● **Instructions to follow**
Copy out all of the material below, line for line, without changing a single character.

● **Listing**
* * * * *

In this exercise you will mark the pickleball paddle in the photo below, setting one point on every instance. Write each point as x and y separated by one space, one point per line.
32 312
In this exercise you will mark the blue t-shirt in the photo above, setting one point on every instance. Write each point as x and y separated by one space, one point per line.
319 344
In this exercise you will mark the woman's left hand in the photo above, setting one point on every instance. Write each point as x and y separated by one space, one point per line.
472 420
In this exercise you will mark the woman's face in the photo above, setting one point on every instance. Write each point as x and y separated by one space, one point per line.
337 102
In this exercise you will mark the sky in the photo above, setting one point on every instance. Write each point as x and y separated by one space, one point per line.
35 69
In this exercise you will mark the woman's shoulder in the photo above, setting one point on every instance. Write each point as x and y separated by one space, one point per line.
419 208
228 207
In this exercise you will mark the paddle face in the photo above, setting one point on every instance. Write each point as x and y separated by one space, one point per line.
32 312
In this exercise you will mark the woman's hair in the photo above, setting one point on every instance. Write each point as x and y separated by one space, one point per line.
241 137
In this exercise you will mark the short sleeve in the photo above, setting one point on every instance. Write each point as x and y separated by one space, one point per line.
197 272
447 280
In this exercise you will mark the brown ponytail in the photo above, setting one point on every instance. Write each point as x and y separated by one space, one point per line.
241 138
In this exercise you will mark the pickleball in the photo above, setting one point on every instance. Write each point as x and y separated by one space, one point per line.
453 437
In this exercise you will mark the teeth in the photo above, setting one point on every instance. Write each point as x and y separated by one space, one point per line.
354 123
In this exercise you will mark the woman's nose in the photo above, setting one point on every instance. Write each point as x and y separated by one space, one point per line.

* * * * *

● **Solution to the problem**
In this exercise you will mark the pickleball paddle in the photo below, setting one point on every instance. Write each point as x and y separated by one space, one point per line.
32 312
In this exercise you will mark the blue t-shirt in the photo above, setting one point on every instance. Write each point as x and y separated by one space, one point per line.
319 344
In this exercise you will mark the woman's left hand in the photo above, setting one point on every instance. Write each point as x and y separated by one space, one point per line.
472 420
In this exercise you will mark the woman's face in the photo above, setting one point on every instance. Write each point as x and y separated by one space, one point per line.
337 102
In this exercise you will mark the sky in the photo above, setting one point on every instance. Write each point as x and y separated by one space, one point per line.
35 69
In this exercise you will mark the woman's shoulder in the photo above, setting one point on every instance. Write each point as x and y separated by one space, one point per line.
419 208
228 207
In this exercise you will mark the paddle face in the photo above, setting one point on every instance. Write each point as x and y separated by one space, one point per line.
32 312
In this exercise you will mark the woman's hair in the photo above, setting one point on every instance. Write each point as x and y separated by one space, one point per line.
241 137
In this exercise you will mark the short sleeve in the photo above, setting one point on every instance. Write each point as x and y separated by one space, one point per line.
197 272
447 280
In this exercise you will mark the brown ponytail in the photo above, setting one point on every instance. Write each point as x and y separated by one space, one point per line.
241 138
In this exercise you will mark the pickleball in the photo above, setting one point on every instance. Write each point as x and y separated by one space, one point per line.
453 437
In this exercise you will mark the teeth in the photo above, setting one point on every instance. Write each point as x and y separated by one space, one point per line.
354 123
In this exercise you will mark the woman's nose in the photo above, setting one point on every instance. Write each point as x and y separated by one space, one point per line.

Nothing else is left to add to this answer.